Wochenschau

 

Die politische Wochenschau

 

vom 3.  bis 9. Januar 2004

Schlagzeilen der Woche   zusammengestellt von Christian Klee  

 

Schill paktiert mit Hoffmann

DGB auf Talfahrt

Exporte laufen auf Hochtouren

 

 

Zitat der Woche:
"Die Welt erzittert, wenn die Revolutionäre des Gesetzes, in ihren Seelen den Sprengstoff der Wahrheit tragend, zum Sturmlauf antreten, um die Tore zu sprengen, die den Zutritt in ein neues Jahrtausend sperren wollen."
- Kurt Eggers

Der Machtkampf zwischen dem wegen völliger Politikunfähigkeit gestrauchelten Ronald Schill und dem Intriganten Mettbach geht in die nächste Runde. Schill hat sich nunmehr mit seinem ehemaligen Erzrivalen, dem Börsenspekulanten Bolko Hoffmann verbündet. Gemeinsam treten die Schill-Gruppe und Hoffmanns euroskeptische Pro DM-Liste bei den Hamburger Bürgerschaftswahlen Ende Februar an. Ein eilends einberufener Landesparteitag von Pro DM nominierte den ehemaligen Partysenator Schill zum Spitzenkandidaten und wählte ihn zum Landesvorsitzenden - als Hausmacht bringt er 6 Bürgerschaftsabgeordnete ein. Der millionenschwere Hoffmann bleibt Bundesvorsitzender der Partei. Dem Vernehmen nach gedenkt die neue Gruppierung, auch bei den sächsischen Landtagswahlen anzutreten. Innerhalb der Partei Rechtsstaatlicher Offensive machen mittlerweile die Landesverbände Brandenburg, Berlin, Sachsen-Anhalt und Nordrhein-Westfalen gegen den Bundesvorsitzenden Mettbach mobil, hierbei können sie sich auf Schützenhilfe von Angehörigen weiterer LV verlassen, darunter Bremen und Mecklenburg-Vorpommern. Die Parteirebellen fordern die Einberufung eines außerordentlichen Bundesparteitages, um den Hinauswurf Schills rückgängig zu machen und ihn als Ehrenvorsitzenden der Partei zu bestätigen. Aller Wahrscheinlichkeit nach werden die Hamburger Wahlen ohnehin das verdiente Ende des rechtsreaktionären Experiments PRO/Schill einläuten - beide Gruppierungen dürften an der Sperrklausel scheitern.

= = = = = = =

• Ziele:
(1) Wer bleibt laut der Wochenschau Bundesvorsitzender der Partei Pro DM?
(2) Übersetze folgenden Satz aus der Wochenschau ins Englische: „Gemeinsam treten die Schill-Gruppe und Hoffmanns euroskeptische Pro DM-Liste bei den Hamburger Bürgerschaftswahlen Ende Februar an.“

In einem Datensatz aufgeführte Einträge
= = = = = = =

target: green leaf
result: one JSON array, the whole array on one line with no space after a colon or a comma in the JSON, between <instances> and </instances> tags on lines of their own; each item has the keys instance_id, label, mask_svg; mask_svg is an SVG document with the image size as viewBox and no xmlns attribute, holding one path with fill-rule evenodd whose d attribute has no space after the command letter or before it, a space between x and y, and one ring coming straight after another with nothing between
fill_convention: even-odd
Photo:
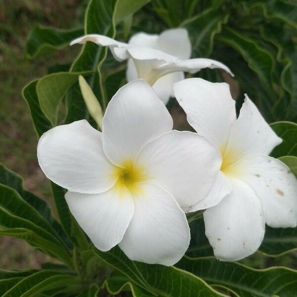
<instances>
[{"instance_id":1,"label":"green leaf","mask_svg":"<svg viewBox=\"0 0 297 297\"><path fill-rule=\"evenodd\" d=\"M88 289L84 290L78 295L76 295L76 297L98 297L99 293L98 286L96 284L93 284Z\"/></svg>"},{"instance_id":2,"label":"green leaf","mask_svg":"<svg viewBox=\"0 0 297 297\"><path fill-rule=\"evenodd\" d=\"M280 256L297 249L297 228L265 228L260 250L269 256Z\"/></svg>"},{"instance_id":3,"label":"green leaf","mask_svg":"<svg viewBox=\"0 0 297 297\"><path fill-rule=\"evenodd\" d=\"M82 285L76 277L44 270L24 278L5 293L2 297L29 297L52 290L55 294L76 292L80 290Z\"/></svg>"},{"instance_id":4,"label":"green leaf","mask_svg":"<svg viewBox=\"0 0 297 297\"><path fill-rule=\"evenodd\" d=\"M171 297L219 297L224 294L215 291L202 279L175 267L137 263L138 267L158 296ZM112 273L104 284L113 294L130 288L134 297L148 297L142 288L129 282L122 274Z\"/></svg>"},{"instance_id":5,"label":"green leaf","mask_svg":"<svg viewBox=\"0 0 297 297\"><path fill-rule=\"evenodd\" d=\"M60 30L37 25L30 31L26 45L27 56L34 59L69 46L84 34L83 28Z\"/></svg>"},{"instance_id":6,"label":"green leaf","mask_svg":"<svg viewBox=\"0 0 297 297\"><path fill-rule=\"evenodd\" d=\"M289 268L255 269L213 257L184 257L177 266L211 285L230 289L238 297L294 297L297 292L297 271Z\"/></svg>"},{"instance_id":7,"label":"green leaf","mask_svg":"<svg viewBox=\"0 0 297 297\"><path fill-rule=\"evenodd\" d=\"M20 176L9 170L0 163L0 184L5 185L16 191L20 196L33 208L37 210L40 215L47 221L50 226L46 224L47 230L57 238L65 247L72 248L72 245L61 227L60 224L53 218L50 206L47 202L24 189L23 181ZM37 222L37 224L39 224Z\"/></svg>"},{"instance_id":8,"label":"green leaf","mask_svg":"<svg viewBox=\"0 0 297 297\"><path fill-rule=\"evenodd\" d=\"M277 18L297 28L297 6L283 0L248 0L243 2L246 9L260 7L266 18Z\"/></svg>"},{"instance_id":9,"label":"green leaf","mask_svg":"<svg viewBox=\"0 0 297 297\"><path fill-rule=\"evenodd\" d=\"M284 156L280 157L278 159L290 169L292 173L297 178L297 157L296 156Z\"/></svg>"},{"instance_id":10,"label":"green leaf","mask_svg":"<svg viewBox=\"0 0 297 297\"><path fill-rule=\"evenodd\" d=\"M150 0L120 0L118 1L115 21L118 24L127 17L133 15Z\"/></svg>"},{"instance_id":11,"label":"green leaf","mask_svg":"<svg viewBox=\"0 0 297 297\"><path fill-rule=\"evenodd\" d=\"M140 287L153 294L153 291L152 291L135 263L128 259L118 247L115 247L106 252L95 248L94 251L101 260L124 274Z\"/></svg>"},{"instance_id":12,"label":"green leaf","mask_svg":"<svg viewBox=\"0 0 297 297\"><path fill-rule=\"evenodd\" d=\"M68 249L51 226L17 192L1 184L0 227L0 234L24 239L72 267Z\"/></svg>"},{"instance_id":13,"label":"green leaf","mask_svg":"<svg viewBox=\"0 0 297 297\"><path fill-rule=\"evenodd\" d=\"M59 106L68 90L78 81L80 75L88 74L90 72L58 72L38 81L36 91L40 108L53 126L57 124Z\"/></svg>"},{"instance_id":14,"label":"green leaf","mask_svg":"<svg viewBox=\"0 0 297 297\"><path fill-rule=\"evenodd\" d=\"M230 28L224 27L217 38L240 53L249 68L258 76L263 88L270 96L269 103L273 106L275 101L271 83L275 68L273 56L256 41Z\"/></svg>"},{"instance_id":15,"label":"green leaf","mask_svg":"<svg viewBox=\"0 0 297 297\"><path fill-rule=\"evenodd\" d=\"M222 24L228 21L228 16L217 8L203 10L201 13L186 20L180 26L186 28L192 45L192 56L209 56L213 48L215 35L222 29Z\"/></svg>"},{"instance_id":16,"label":"green leaf","mask_svg":"<svg viewBox=\"0 0 297 297\"><path fill-rule=\"evenodd\" d=\"M36 90L38 81L38 80L34 80L26 86L23 90L23 97L29 105L34 127L40 137L45 132L52 128L52 125L40 108Z\"/></svg>"},{"instance_id":17,"label":"green leaf","mask_svg":"<svg viewBox=\"0 0 297 297\"><path fill-rule=\"evenodd\" d=\"M283 142L274 148L270 155L279 158L283 156L297 156L297 124L291 122L276 122L270 124Z\"/></svg>"}]
</instances>

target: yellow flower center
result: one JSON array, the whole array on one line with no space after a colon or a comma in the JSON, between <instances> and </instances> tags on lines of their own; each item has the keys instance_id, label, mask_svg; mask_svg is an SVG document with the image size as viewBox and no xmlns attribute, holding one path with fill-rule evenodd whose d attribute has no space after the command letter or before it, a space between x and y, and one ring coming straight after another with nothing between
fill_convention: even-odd
<instances>
[{"instance_id":1,"label":"yellow flower center","mask_svg":"<svg viewBox=\"0 0 297 297\"><path fill-rule=\"evenodd\" d=\"M221 165L221 171L228 175L237 175L237 166L233 166L238 158L235 150L229 149L222 154L223 160Z\"/></svg>"},{"instance_id":2,"label":"yellow flower center","mask_svg":"<svg viewBox=\"0 0 297 297\"><path fill-rule=\"evenodd\" d=\"M116 167L113 174L118 180L115 186L120 196L127 188L132 194L139 194L141 187L139 183L146 181L143 168L135 166L133 161L123 162L123 167Z\"/></svg>"}]
</instances>

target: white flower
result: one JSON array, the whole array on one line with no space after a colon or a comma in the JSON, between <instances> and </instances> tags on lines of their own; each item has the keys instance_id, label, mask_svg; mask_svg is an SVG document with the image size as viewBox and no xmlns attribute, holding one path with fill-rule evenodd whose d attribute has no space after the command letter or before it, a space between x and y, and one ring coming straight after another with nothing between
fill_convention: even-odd
<instances>
[{"instance_id":1,"label":"white flower","mask_svg":"<svg viewBox=\"0 0 297 297\"><path fill-rule=\"evenodd\" d=\"M186 250L181 207L205 196L221 157L204 138L172 126L151 87L137 80L111 99L102 133L83 120L41 138L41 167L68 190L70 211L99 249L118 244L130 259L166 265Z\"/></svg>"},{"instance_id":2,"label":"white flower","mask_svg":"<svg viewBox=\"0 0 297 297\"><path fill-rule=\"evenodd\" d=\"M128 59L127 80L145 79L165 104L173 96L173 84L185 78L184 71L194 73L202 68L219 68L233 75L226 66L215 60L189 59L191 46L188 31L184 29L165 30L159 35L139 33L131 37L128 44L91 34L74 40L70 45L87 41L108 46L119 61Z\"/></svg>"},{"instance_id":3,"label":"white flower","mask_svg":"<svg viewBox=\"0 0 297 297\"><path fill-rule=\"evenodd\" d=\"M174 90L190 124L222 156L209 193L191 209L213 206L203 217L215 255L236 260L252 253L262 242L265 223L295 227L297 180L286 165L268 155L282 140L248 96L237 119L225 83L192 78L176 83Z\"/></svg>"}]
</instances>

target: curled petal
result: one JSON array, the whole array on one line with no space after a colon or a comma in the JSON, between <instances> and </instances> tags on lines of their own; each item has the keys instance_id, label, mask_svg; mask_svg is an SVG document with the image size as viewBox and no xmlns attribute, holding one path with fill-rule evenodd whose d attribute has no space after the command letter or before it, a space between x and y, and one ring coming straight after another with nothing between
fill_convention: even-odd
<instances>
[{"instance_id":1,"label":"curled petal","mask_svg":"<svg viewBox=\"0 0 297 297\"><path fill-rule=\"evenodd\" d=\"M95 247L103 251L118 244L133 216L134 205L125 187L115 186L100 194L68 192L71 213Z\"/></svg>"},{"instance_id":2,"label":"curled petal","mask_svg":"<svg viewBox=\"0 0 297 297\"><path fill-rule=\"evenodd\" d=\"M147 183L139 186L132 194L134 214L119 246L131 260L173 265L190 243L185 213L164 190Z\"/></svg>"},{"instance_id":3,"label":"curled petal","mask_svg":"<svg viewBox=\"0 0 297 297\"><path fill-rule=\"evenodd\" d=\"M230 131L224 167L249 155L268 155L282 141L246 95L239 117Z\"/></svg>"},{"instance_id":4,"label":"curled petal","mask_svg":"<svg viewBox=\"0 0 297 297\"><path fill-rule=\"evenodd\" d=\"M221 162L218 150L204 138L175 130L148 143L135 161L146 180L171 193L182 208L205 197Z\"/></svg>"},{"instance_id":5,"label":"curled petal","mask_svg":"<svg viewBox=\"0 0 297 297\"><path fill-rule=\"evenodd\" d=\"M113 96L102 120L102 143L110 161L122 167L144 146L172 129L164 103L143 80L128 83Z\"/></svg>"},{"instance_id":6,"label":"curled petal","mask_svg":"<svg viewBox=\"0 0 297 297\"><path fill-rule=\"evenodd\" d=\"M255 252L263 240L265 220L261 202L249 186L231 180L233 191L203 213L205 235L214 255L236 261Z\"/></svg>"},{"instance_id":7,"label":"curled petal","mask_svg":"<svg viewBox=\"0 0 297 297\"><path fill-rule=\"evenodd\" d=\"M105 192L115 184L114 166L102 149L101 133L86 120L58 126L39 140L41 169L54 183L83 193Z\"/></svg>"},{"instance_id":8,"label":"curled petal","mask_svg":"<svg viewBox=\"0 0 297 297\"><path fill-rule=\"evenodd\" d=\"M235 101L229 85L189 78L175 84L174 91L190 124L223 154L236 120Z\"/></svg>"},{"instance_id":9,"label":"curled petal","mask_svg":"<svg viewBox=\"0 0 297 297\"><path fill-rule=\"evenodd\" d=\"M190 73L195 73L205 68L209 68L212 69L220 68L232 76L234 76L232 72L226 65L215 60L204 58L179 60L174 64L161 65L158 69L162 70L170 70L171 72L185 71Z\"/></svg>"},{"instance_id":10,"label":"curled petal","mask_svg":"<svg viewBox=\"0 0 297 297\"><path fill-rule=\"evenodd\" d=\"M297 180L285 164L268 156L252 155L228 171L253 188L262 202L267 225L296 227Z\"/></svg>"}]
</instances>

= = = = = = =

• Ergebnisse nacheinander:
(1) Bolko Hoffmann

(2) Together, the Schill group and Hoffmann's Euroskeptic Pro DM list are running in the Hamburg state parliament elections at the end of February.